#### [Aim of the exercise]
Please write out the data exactly, line by line.

*** Opening of Material for the task ***

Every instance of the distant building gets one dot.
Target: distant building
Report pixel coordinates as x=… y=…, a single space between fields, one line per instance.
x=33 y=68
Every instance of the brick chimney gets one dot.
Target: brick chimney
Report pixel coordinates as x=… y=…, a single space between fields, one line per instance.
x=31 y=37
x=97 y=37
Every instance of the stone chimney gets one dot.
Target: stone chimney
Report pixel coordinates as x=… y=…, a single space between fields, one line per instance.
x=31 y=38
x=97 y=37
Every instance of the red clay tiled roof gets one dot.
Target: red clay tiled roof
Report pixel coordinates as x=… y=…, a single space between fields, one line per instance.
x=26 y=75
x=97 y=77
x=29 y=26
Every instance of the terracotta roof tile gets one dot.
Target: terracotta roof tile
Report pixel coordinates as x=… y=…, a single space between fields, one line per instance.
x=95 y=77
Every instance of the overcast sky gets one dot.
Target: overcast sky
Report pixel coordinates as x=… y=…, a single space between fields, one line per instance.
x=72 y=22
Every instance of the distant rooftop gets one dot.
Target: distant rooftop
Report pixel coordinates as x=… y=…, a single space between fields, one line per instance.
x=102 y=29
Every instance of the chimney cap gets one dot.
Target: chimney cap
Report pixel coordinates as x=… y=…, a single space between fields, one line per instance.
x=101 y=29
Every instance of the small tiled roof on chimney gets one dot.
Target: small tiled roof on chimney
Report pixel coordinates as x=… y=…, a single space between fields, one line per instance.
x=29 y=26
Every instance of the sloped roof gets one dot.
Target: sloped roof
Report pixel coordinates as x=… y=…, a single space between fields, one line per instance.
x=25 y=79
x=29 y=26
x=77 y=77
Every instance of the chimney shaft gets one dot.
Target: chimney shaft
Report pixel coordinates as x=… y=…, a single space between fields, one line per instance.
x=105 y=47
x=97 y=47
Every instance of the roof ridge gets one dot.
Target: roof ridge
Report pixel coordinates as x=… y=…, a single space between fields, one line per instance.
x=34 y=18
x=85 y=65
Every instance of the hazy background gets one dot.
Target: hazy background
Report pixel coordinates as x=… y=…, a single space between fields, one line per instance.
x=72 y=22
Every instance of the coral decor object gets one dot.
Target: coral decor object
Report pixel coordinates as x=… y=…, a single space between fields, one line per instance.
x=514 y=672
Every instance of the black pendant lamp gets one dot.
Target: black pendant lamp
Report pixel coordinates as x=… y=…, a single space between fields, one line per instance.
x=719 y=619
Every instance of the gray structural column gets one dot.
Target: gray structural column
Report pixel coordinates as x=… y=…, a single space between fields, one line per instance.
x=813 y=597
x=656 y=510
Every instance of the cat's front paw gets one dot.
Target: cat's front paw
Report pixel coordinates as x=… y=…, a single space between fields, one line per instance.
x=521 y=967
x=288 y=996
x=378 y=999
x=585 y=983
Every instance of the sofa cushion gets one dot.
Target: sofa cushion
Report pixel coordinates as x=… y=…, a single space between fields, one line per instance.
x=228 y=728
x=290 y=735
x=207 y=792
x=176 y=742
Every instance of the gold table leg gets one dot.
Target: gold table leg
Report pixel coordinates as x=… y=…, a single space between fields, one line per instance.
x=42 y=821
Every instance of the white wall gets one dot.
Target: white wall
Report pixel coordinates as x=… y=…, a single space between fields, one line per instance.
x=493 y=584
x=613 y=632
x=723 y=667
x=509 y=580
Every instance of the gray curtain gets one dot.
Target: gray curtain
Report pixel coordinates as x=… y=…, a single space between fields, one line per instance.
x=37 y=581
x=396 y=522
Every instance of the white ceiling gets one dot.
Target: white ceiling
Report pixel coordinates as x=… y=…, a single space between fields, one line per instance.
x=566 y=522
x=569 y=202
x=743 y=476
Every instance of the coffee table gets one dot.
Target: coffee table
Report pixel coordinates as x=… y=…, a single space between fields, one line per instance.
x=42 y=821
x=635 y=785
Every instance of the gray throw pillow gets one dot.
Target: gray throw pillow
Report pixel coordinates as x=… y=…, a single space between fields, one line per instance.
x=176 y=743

*** Close of Material for the task ***

#### [Result for this task]
Every instance of the distant building gets one dot.
Target: distant building
Report pixel coordinates as x=… y=…, a single space between fields, one line per instance.
x=33 y=68
Every instance of the brick chimney gets one dot.
Target: brick chimney
Report pixel coordinates as x=… y=…, a single space between fields, one line per instance.
x=31 y=37
x=97 y=37
Every instance of the stone chimney gets one dot.
Target: stone chimney
Report pixel coordinates as x=… y=…, a single space between fields, one line per instance.
x=31 y=38
x=97 y=37
Every instance of the red clay tiled roof gets one dot.
Target: red clay tiled roof
Report pixel coordinates as x=… y=…, a single space between fields, one line per instance.
x=26 y=75
x=97 y=77
x=29 y=26
Every instance of the terracotta roof tile gets one dot.
Target: terracotta roof tile
Report pixel coordinates as x=… y=…, a single space between fields, one line per instance.
x=95 y=77
Every instance of the overcast sky gets one dot.
Target: overcast sky
Report pixel coordinates as x=… y=…, a single space between fields, one line per instance.
x=72 y=22
Every instance of the distant rooftop gets one dot.
Target: distant rooftop
Report pixel coordinates as x=… y=…, a single space between fields, one line per instance.
x=102 y=29
Every instance of the chimney cap gets one dot.
Target: chimney cap
Report pixel coordinates as x=… y=…, a single space between fields, one line per instance.
x=101 y=29
Every instance of the small tiled roof on chimney gets one dot.
Target: small tiled roof on chimney
Report pixel coordinates as x=… y=…, a single space between fields, one line per instance.
x=29 y=26
Every instance of the sloped roof gets one dot.
Target: sloped roof
Report pixel coordinates as x=… y=…, a single space between fields, one line per instance.
x=25 y=79
x=29 y=26
x=77 y=77
Every instance of the chimney shaft gets one dot.
Target: chimney shaft
Report pixel coordinates as x=… y=…, a single space between fields, one line per instance.
x=105 y=47
x=97 y=47
Every instance of the roof ridge gets one dot.
Target: roof ridge
Report pixel coordinates as x=… y=…, a single space between fields, one line per instance.
x=34 y=18
x=85 y=65
Every instance of the hazy background gets one dot.
Target: hazy background
Report pixel coordinates as x=… y=…, a single space between fields, one line per instance.
x=72 y=22
Every instance of the coral decor object gets one dot.
Target: coral decor object
Report pixel coordinates as x=… y=…, a single space between fields, one line per instance.
x=514 y=672
Every instance of the black pendant lamp gets one dot.
Target: black pendant lamp
Report pixel coordinates as x=… y=…, a single space between fields, one line per instance.
x=719 y=619
Every instance of the gray structural column gets one dot.
Target: gray structural column
Report pixel coordinates as x=… y=…, a single space between fields, one line per instance.
x=813 y=597
x=656 y=510
Every instance of the cat's front paw gets one dot.
Target: cat's front paw
Report pixel coordinates as x=… y=…, a single space between fields, one line per instance.
x=521 y=967
x=288 y=996
x=378 y=999
x=585 y=983
Every instance of the sofa cushion gets one dot.
Target: sofa cushion
Report pixel coordinates as x=… y=…, a single space between fields, one line per instance.
x=228 y=728
x=290 y=735
x=207 y=792
x=176 y=742
Every instance of the gold table leg gets one dot.
Target: gold table leg
Report pixel coordinates as x=… y=…, a single space between fields, one line per instance.
x=42 y=821
Every instance of the white wall gets one dot.
Target: white wall
Report pixel coordinates as x=… y=…, a single space between fields, one line per instance.
x=493 y=584
x=613 y=632
x=723 y=667
x=509 y=580
Every instance of the gray curtain gets one dot.
Target: gray curtain
Report pixel coordinates as x=… y=…, a single space between fields, one line per instance.
x=37 y=581
x=396 y=522
Every instance of the white ceiling gets one dot.
Target: white ceiling
Report pixel coordinates as x=… y=…, a single space between fields, one line per instance.
x=566 y=522
x=569 y=202
x=743 y=476
Every instance of the coffee table gets one dot.
Target: coffee table
Report pixel coordinates as x=… y=…, a single space between fields, one line per instance.
x=42 y=821
x=635 y=785
Every instance of the gray throw pillow gets one dot.
Target: gray throw pillow
Report pixel coordinates as x=… y=…, a single space between fields, one line per instance.
x=176 y=743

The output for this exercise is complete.